- **Instructions to follow**
Exactly as written, quote every line that follows, skipping the images.

— start Raw records —

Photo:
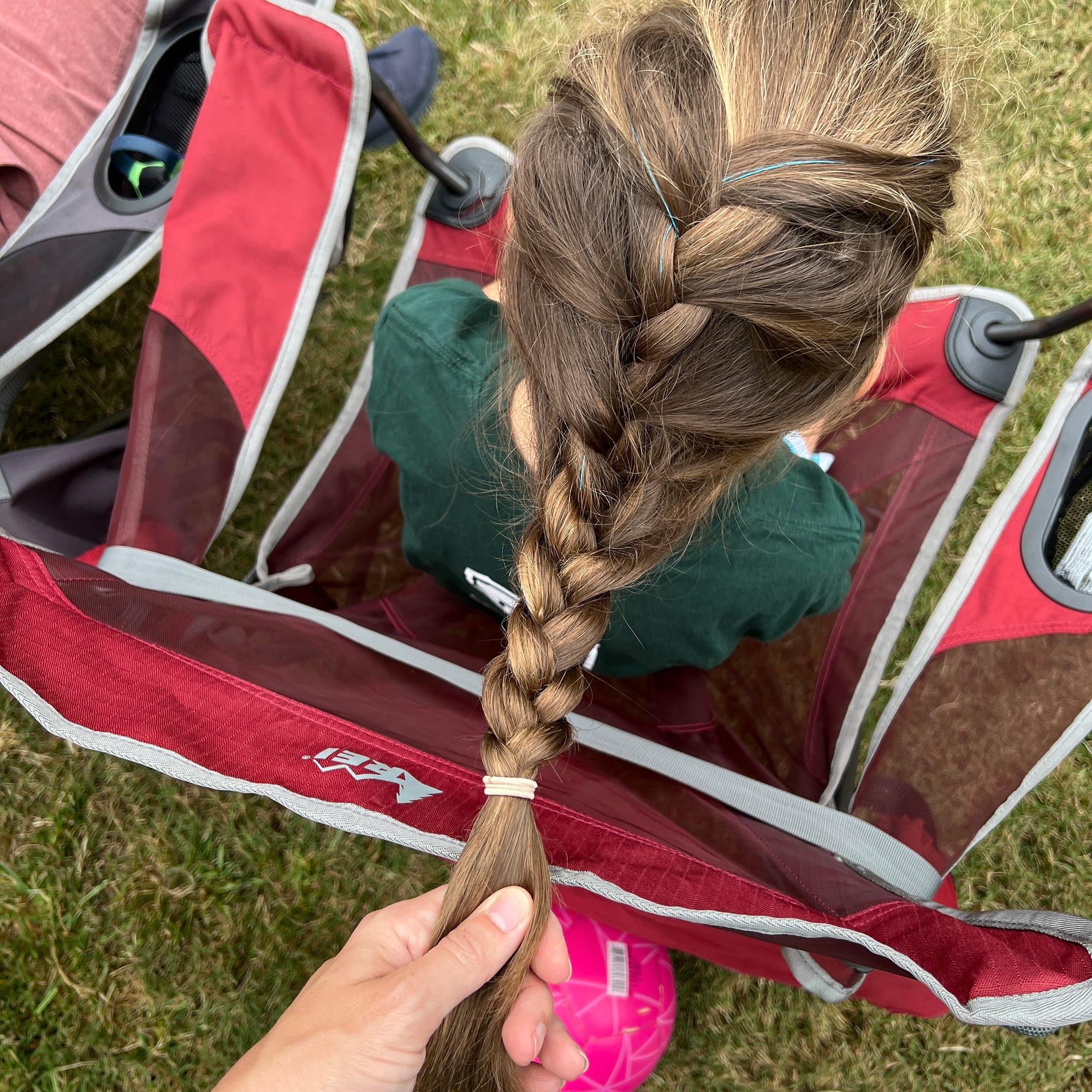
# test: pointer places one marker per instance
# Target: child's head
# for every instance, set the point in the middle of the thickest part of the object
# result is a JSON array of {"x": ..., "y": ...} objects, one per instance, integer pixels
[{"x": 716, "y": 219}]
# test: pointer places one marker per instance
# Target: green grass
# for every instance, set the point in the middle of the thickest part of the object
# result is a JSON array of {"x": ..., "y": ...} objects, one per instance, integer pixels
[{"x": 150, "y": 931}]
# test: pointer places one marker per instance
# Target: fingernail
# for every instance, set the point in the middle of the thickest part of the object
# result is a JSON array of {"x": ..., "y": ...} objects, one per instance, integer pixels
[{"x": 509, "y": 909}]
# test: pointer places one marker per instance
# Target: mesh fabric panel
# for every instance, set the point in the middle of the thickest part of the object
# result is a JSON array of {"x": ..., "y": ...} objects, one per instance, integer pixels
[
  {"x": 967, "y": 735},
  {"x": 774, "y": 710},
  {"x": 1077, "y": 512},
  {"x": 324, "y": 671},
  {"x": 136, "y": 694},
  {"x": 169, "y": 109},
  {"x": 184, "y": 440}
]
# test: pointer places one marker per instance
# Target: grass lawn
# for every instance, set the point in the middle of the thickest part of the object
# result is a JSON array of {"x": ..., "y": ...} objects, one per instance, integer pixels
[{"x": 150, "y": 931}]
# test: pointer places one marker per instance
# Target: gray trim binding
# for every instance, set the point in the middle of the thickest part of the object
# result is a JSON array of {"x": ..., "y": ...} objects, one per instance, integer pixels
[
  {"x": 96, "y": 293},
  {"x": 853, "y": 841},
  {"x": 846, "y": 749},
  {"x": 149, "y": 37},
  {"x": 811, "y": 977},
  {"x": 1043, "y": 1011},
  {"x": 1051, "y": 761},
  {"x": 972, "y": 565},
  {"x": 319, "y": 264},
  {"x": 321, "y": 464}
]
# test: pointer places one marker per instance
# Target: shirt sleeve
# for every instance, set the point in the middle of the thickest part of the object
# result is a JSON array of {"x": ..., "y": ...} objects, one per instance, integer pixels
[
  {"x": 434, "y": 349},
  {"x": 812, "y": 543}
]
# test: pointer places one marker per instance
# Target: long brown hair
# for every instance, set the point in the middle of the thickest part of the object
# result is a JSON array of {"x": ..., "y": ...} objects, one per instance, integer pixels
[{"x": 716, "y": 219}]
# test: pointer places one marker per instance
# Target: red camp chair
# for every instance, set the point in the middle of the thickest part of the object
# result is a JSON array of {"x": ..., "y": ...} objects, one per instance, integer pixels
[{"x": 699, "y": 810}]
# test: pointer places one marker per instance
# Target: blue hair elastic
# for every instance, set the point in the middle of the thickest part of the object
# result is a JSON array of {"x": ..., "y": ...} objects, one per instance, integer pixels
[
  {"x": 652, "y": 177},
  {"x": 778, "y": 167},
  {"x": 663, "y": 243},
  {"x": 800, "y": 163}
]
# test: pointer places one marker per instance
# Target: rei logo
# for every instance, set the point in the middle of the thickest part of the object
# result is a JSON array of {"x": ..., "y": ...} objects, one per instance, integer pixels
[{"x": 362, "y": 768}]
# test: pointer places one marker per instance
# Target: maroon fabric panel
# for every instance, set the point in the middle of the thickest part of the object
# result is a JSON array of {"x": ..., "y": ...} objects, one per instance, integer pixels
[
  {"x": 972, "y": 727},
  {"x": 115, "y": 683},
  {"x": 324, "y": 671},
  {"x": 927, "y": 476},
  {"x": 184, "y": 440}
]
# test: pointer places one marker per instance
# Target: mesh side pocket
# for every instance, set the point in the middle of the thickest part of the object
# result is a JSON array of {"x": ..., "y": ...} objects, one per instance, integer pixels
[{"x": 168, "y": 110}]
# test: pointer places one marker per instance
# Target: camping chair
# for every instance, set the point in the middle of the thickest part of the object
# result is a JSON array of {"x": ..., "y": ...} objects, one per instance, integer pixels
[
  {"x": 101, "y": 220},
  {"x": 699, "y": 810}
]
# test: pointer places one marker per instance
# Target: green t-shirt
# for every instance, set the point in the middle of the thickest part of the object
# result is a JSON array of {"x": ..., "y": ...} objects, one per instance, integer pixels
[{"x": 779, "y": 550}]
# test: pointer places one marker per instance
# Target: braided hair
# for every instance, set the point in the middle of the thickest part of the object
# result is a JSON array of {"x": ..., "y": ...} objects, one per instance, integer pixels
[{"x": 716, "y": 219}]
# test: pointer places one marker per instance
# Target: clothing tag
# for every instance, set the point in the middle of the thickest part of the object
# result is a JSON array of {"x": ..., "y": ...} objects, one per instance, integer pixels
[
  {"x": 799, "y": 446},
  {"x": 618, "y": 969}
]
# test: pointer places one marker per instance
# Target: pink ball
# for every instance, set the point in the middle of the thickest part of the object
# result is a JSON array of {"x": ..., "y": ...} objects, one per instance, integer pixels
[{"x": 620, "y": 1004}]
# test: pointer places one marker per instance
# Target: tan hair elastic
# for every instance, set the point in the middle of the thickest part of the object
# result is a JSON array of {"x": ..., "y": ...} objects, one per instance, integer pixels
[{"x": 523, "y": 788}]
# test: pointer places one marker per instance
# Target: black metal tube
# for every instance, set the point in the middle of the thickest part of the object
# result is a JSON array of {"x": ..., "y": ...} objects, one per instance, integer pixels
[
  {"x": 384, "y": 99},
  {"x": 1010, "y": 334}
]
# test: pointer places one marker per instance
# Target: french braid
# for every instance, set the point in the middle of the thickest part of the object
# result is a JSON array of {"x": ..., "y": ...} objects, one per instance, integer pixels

— end Raw records —

- **Final answer**
Photo:
# test: pointer places one marker per instance
# Target: child's head
# for every instance, set the point in the middle of the thickest part of the object
# result is a JSON array of {"x": ..., "y": ...} objects, one per instance, integer pixels
[{"x": 716, "y": 219}]
# test: pointer places one marker per instance
# Target: green grass
# for every instance, set the point in the middle of the thickest part of the object
# result is a JSON array of {"x": ..., "y": ...} objects, one per instance, integer pixels
[{"x": 150, "y": 931}]
# test: pointer places one marker per instance
# Target: fingernail
# for every instance, set the point in the middle of the thickest part of the object
# result is a JSON array of {"x": ..., "y": ...} objects, one per instance, integer pixels
[{"x": 509, "y": 909}]
# test: pointer places one marker per instance
# Target: mesh fabric panel
# for every instance, set the point in the middle of the thickest part of the object
# result is a JSON array of {"x": ..., "y": ...} objects, one per instance, integer pixels
[
  {"x": 967, "y": 735},
  {"x": 774, "y": 710},
  {"x": 1077, "y": 512},
  {"x": 324, "y": 671},
  {"x": 136, "y": 694},
  {"x": 169, "y": 109},
  {"x": 184, "y": 440}
]
# test: pointer places one marker per instance
# Target: grass lawn
# for every instance, set the point in the middle of the thickest part of the object
# result is a JSON array of {"x": ..., "y": ...} objects, one per instance, integer pixels
[{"x": 150, "y": 931}]
# test: pointer places one marker per instance
# Target: gray trim binding
# for every instance, set the point in the middle of the thickest part of the object
# result is a JSON array of {"x": ..., "y": ...} objects, one per instance, integer pixels
[
  {"x": 96, "y": 293},
  {"x": 853, "y": 841},
  {"x": 846, "y": 749},
  {"x": 149, "y": 37},
  {"x": 811, "y": 977},
  {"x": 1043, "y": 1011},
  {"x": 1051, "y": 761},
  {"x": 972, "y": 565},
  {"x": 319, "y": 264},
  {"x": 321, "y": 464}
]
# test: pointer places one marker per instance
# Target: shirt sleeve
# for every instance, set the point in the middle of the thickest part of the object
# result is a JSON array of {"x": ..., "y": ...} objects, one per instance, integer pixels
[
  {"x": 434, "y": 349},
  {"x": 812, "y": 543}
]
# test: pointer places one marker per instance
# Target: long brown hair
# for every instance, set the point in the middle of the thickest part of the object
# result is a JSON array of {"x": ..., "y": ...} objects, one per instance, integer pixels
[{"x": 716, "y": 219}]
# test: pointer places one marker per instance
# Target: red camp chair
# for every instance, set the point in the middle of the thickest part of the object
# result is a JSON array of {"x": ..., "y": ...} objects, one per instance, integer pixels
[{"x": 699, "y": 810}]
# test: pointer places one marker per instance
# Target: blue hair elastic
# for every instance, set the point in the middle of the thickest part of the object
# result is a JSON array of {"x": ..., "y": ...} objects, one per instance, integer pixels
[
  {"x": 652, "y": 177},
  {"x": 778, "y": 167},
  {"x": 663, "y": 243},
  {"x": 800, "y": 163}
]
# test: pointer places one marker per instance
# Target: rei logo
# for every instance, set the point in the middle of the thickest part of the object
# result is a JSON array of {"x": ..., "y": ...} objects, one per instance, integer pixels
[{"x": 362, "y": 768}]
# test: pointer places one marker per instance
# Target: maroon fabric panel
# for every instance, set the point in the middle of the thickest part of the object
# result is a JSON array of {"x": ..., "y": ...} objects, one per instance, integer pixels
[
  {"x": 972, "y": 727},
  {"x": 115, "y": 683},
  {"x": 324, "y": 671},
  {"x": 927, "y": 476},
  {"x": 184, "y": 440}
]
# test: pointer places one marker per instance
# Target: mesh side pocket
# for every instance, set the point in the middle of the thickest part of the object
# result is a JSON array of {"x": ..., "y": ...} objects, one per instance, integer pixels
[{"x": 168, "y": 110}]
# test: pointer places one marker per instance
# Target: camping chair
# for every instance, set the point in the middle of the thickest part of the object
# result is a JSON array of {"x": ..., "y": ...} objects, one per instance, integer pixels
[
  {"x": 101, "y": 220},
  {"x": 699, "y": 810}
]
# test: pointer places one marker per instance
# Target: green t-shirt
# for every instance, set the point in the middle of the thickest part of the object
# result is a JSON array of {"x": ..., "y": ...} objects, one per instance, integer pixels
[{"x": 779, "y": 550}]
# test: pointer places one marker per instance
# Target: braided hair
# for every instance, set the point in the middle of the thickest part of the object
# result is a JSON array of {"x": ..., "y": ...} objects, one per instance, integer pixels
[{"x": 716, "y": 219}]
# test: pointer places one marker per instance
# Target: clothing tag
# for every instance, set the point in the middle of the thickest part of the object
# result is a JSON array of {"x": ..., "y": ...} objects, one per instance, integer pixels
[
  {"x": 799, "y": 446},
  {"x": 618, "y": 969}
]
# test: pointer places one marker per instance
# Target: pink ball
# for every instance, set the point in the middle of the thickest part of the object
# result is a JSON array of {"x": ..., "y": ...} objects, one per instance, integer pixels
[{"x": 620, "y": 1004}]
# test: pointer places one marker per instance
# Target: tan hair elastic
# for every instance, set the point in the middle of the thickest part of the object
# result is a JSON array of {"x": ..., "y": ...} objects, one per instance, integer pixels
[{"x": 523, "y": 788}]
# test: pointer places one marker per instance
# Target: black metal tube
# for every instance, set the point in the middle of the thickest part of the object
# result is a JSON array of {"x": ..., "y": ...} objects, one per instance, integer pixels
[
  {"x": 384, "y": 99},
  {"x": 1010, "y": 334}
]
# test: pointer places one marker per instance
# Target: french braid
# for every instance, set the point in the middle of the thickest part of the object
# result is a JSON array of {"x": ..., "y": ...} objects, one per instance, integer pixels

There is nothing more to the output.